WRITTEN REQUEST: Reproduce the portion of the Office action excerpt between "1. Claims 10" and "invention was made.", inclusive.

EXTRACT:

1. Claims 10 and 34 are objected to because of the following informalities: 
In claims 10 and 34, Line 2, "on" should be changed to -in—. 
Appropriate correction is required. 

Claim Rejections - 35 USC § 103 

2. The following is a quotation of 35 U.S.C. 103(a) which forms the basis for all 
obviousness rejections set forth in this Office action: 

(a) A patent may not be obtained though the invention is not identically disclosed or described as set forth in 
section 102 of this title, if the differences between the subject matter sought to be patented and the prior art are 
such that the subject matter as a whole would have been obvious at the time the invention was made to a person 
having ordinary skill in the art to which said subject matter pertains. Patentability shall not be negatived by the 
manner in which the invention was made.

Records from a data source:
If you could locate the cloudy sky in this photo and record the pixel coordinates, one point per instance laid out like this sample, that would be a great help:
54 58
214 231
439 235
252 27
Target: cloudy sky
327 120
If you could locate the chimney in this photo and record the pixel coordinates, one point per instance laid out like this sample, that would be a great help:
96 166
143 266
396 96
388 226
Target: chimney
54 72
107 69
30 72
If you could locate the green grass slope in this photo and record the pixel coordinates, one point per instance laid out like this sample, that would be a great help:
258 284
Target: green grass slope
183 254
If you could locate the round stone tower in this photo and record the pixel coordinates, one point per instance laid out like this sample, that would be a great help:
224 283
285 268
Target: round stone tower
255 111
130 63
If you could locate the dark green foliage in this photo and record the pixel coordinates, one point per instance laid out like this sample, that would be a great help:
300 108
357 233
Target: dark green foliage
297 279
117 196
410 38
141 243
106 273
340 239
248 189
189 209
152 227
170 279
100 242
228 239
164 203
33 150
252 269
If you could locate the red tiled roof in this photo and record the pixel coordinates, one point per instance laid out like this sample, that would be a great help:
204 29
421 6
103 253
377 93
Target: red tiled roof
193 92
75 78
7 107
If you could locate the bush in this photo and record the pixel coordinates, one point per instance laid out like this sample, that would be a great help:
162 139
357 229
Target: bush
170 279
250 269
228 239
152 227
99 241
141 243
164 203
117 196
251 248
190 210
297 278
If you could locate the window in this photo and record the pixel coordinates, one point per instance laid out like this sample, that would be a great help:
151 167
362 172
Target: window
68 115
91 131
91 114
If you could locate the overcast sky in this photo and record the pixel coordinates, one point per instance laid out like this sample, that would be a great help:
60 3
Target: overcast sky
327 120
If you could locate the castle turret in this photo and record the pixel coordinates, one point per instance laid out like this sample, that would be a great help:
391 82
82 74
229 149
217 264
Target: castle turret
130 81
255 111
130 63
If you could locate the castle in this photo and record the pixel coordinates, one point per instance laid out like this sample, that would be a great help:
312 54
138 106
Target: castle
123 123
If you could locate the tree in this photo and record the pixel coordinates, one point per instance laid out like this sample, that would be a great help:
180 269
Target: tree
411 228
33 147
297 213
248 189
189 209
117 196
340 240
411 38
* * *
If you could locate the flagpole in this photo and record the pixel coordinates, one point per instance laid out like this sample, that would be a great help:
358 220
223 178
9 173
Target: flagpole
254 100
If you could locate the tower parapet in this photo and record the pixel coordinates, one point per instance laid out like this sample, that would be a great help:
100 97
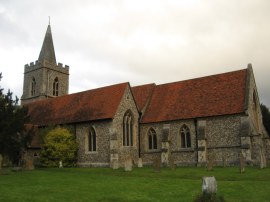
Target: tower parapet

RESULT:
1. Claims 10 and 34 are objected to because of the following informalities: 
In claims 10 and 34, Line 2, "on" should be changed to -in—. 
Appropriate correction is required. 

Claim Rejections - 35 USC § 103 

2. The following is a quotation of 35 U.S.C. 103(a) which forms the basis for all 
obviousness rejections set forth in this Office action: 

(a) A patent may not be obtained though the invention is not identically disclosed or described as set forth in 
section 102 of this title, if the differences between the subject matter sought to be patented and the prior art are 
such that the subject matter as a whole would have been obvious at the time the invention was made to a person 
having ordinary skill in the art to which said subject matter pertains. Patentability shall not be negatived by the 
manner in which the invention was made.